How has your Greek background influenced you in both your career and political life?
Angela: I have always been respectful of my Greek heritage and celebrate it. For me it’s about our spirit and enthusiasm, we are a bit louder, more passionate and certainly more colourful. In my mother’s village in Greece – Elika, near Sparta, they can trace back American Senators for 5 generations apparently, so it appears that I was always destined to be political in some way.
Fiona: Growing up in a Greek household, has instilled the value of working hard to attain your goals, which I have applied throughout my career in the Telecommunications industry and my studies. In year 12, I studied Modern Greek language with an amazing private tutor called Sotiria Larentzakis from Greece where I proudly learned about the formation of Democracy. I was also fortunate to major in Modern Greek at the University of Sydney and spent some time studying at the University of Athens, where I acquired an in-depth knowledge of Modern Greek politics, which I feel has inspired me to participate in politics.
How did you both meet and how are you working together to make a difference for small businesses in Australia?
Angela: Fiona and I met in the way most people seem to connect today – online! She reached out to me and asked if we could catch up for a coffee, and from there we just got on like a house on fire. Fiona is articulate, smart and dedicated. I love that she is my friend and my colleague, in today’s political world it’s hard to find people who stand and fight with you with as much heart as Fiona. She is part of my family. Together we advocate and fight for small business owners everywhere – Fiona has a lot of empathy for people facing challenges, and she doesn’t give up until we sort something for them.
What are your favourite destinations in Greece and what do you love most about Greek lifestyle?
Angela: My work and political life have kept me from Greece for the last few years, but of course my most favourite place is Zakynthos, where my father is from. I have spent a lot of time there, I actually moved there for a while. It’s an island that has the most glorious blue water, caves, a laid back lifestyle that we all crave here in Australia, and family. Everything seems to taste different in Zakynthos.

Location identification entries:
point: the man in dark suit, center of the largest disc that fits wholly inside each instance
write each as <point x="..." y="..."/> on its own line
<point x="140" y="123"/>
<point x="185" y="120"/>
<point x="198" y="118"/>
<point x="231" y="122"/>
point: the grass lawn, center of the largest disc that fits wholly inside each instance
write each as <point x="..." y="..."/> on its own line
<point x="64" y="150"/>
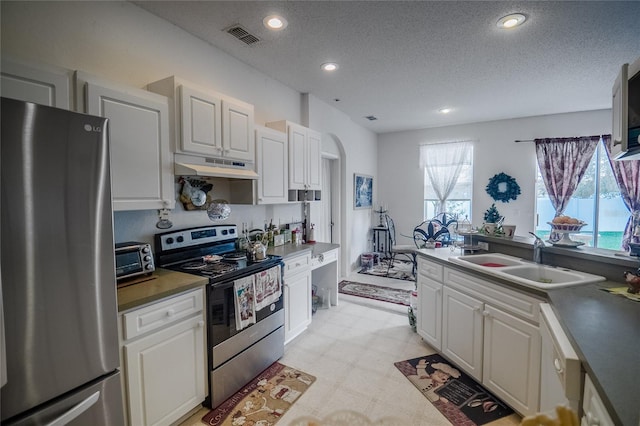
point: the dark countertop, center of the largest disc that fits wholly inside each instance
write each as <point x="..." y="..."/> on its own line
<point x="160" y="284"/>
<point x="288" y="250"/>
<point x="604" y="329"/>
<point x="605" y="332"/>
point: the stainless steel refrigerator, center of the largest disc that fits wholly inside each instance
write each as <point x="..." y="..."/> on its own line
<point x="58" y="276"/>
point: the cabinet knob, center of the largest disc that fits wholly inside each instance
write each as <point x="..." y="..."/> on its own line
<point x="592" y="420"/>
<point x="558" y="366"/>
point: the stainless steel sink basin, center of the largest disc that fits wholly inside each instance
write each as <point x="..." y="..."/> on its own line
<point x="525" y="273"/>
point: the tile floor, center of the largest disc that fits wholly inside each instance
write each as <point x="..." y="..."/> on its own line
<point x="351" y="349"/>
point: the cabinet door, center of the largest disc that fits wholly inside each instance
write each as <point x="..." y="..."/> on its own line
<point x="297" y="304"/>
<point x="271" y="160"/>
<point x="38" y="84"/>
<point x="511" y="366"/>
<point x="141" y="163"/>
<point x="430" y="311"/>
<point x="201" y="119"/>
<point x="166" y="374"/>
<point x="238" y="140"/>
<point x="314" y="160"/>
<point x="462" y="331"/>
<point x="297" y="156"/>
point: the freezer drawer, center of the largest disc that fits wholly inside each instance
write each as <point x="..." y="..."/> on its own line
<point x="98" y="403"/>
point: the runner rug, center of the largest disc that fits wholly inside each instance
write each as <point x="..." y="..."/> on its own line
<point x="457" y="396"/>
<point x="376" y="292"/>
<point x="264" y="400"/>
<point x="400" y="270"/>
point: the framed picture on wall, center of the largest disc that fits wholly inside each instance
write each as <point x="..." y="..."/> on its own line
<point x="362" y="191"/>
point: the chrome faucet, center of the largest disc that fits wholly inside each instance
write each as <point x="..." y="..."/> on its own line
<point x="538" y="245"/>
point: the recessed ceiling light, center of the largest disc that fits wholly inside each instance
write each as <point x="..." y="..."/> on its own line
<point x="275" y="22"/>
<point x="329" y="66"/>
<point x="511" y="21"/>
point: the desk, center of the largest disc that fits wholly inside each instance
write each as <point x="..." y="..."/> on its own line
<point x="324" y="273"/>
<point x="382" y="241"/>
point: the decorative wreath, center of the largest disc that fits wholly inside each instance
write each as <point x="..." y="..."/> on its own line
<point x="503" y="187"/>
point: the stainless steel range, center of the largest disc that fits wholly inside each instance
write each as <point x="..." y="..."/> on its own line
<point x="245" y="315"/>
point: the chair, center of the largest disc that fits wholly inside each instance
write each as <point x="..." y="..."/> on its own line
<point x="406" y="250"/>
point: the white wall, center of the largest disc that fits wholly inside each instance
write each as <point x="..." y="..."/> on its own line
<point x="401" y="179"/>
<point x="125" y="44"/>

**BRIEF A**:
Shorten the paragraph of the interview that begins "Fiona: Growing up in a Greek household", keeping its main facts.
**BRIEF B**:
Echo the interview word for word, beginning at the words "How has your" and stopping after "in some way.".

**WRITTEN ANSWER A**:
Fiona says growing up in a Greek household taught her to work hard for her goals. She has applied this in her telecommunications career and her studies. In year 12 she studied Modern Greek with Sotiria Larentzakis, a private tutor from Greece, and learned about the formation of democracy. She majored in Modern Greek at the University of Sydney and studied for a time at the University of Athens. There she gained in-depth knowledge of Modern Greek politics, which she feels has inspired her to take part in politics.

**WRITTEN ANSWER B**:
How has your Greek background influenced you in both your career and political life?
Angela: I have always been respectful of my Greek heritage and celebrate it. For me it’s about our spirit and enthusiasm, we are a bit louder, more passionate and certainly more colourful. In my mother’s village in Greece – Elika, near Sparta, they can trace back American Senators for 5 generations apparently, so it appears that I was always destined to be political in some way.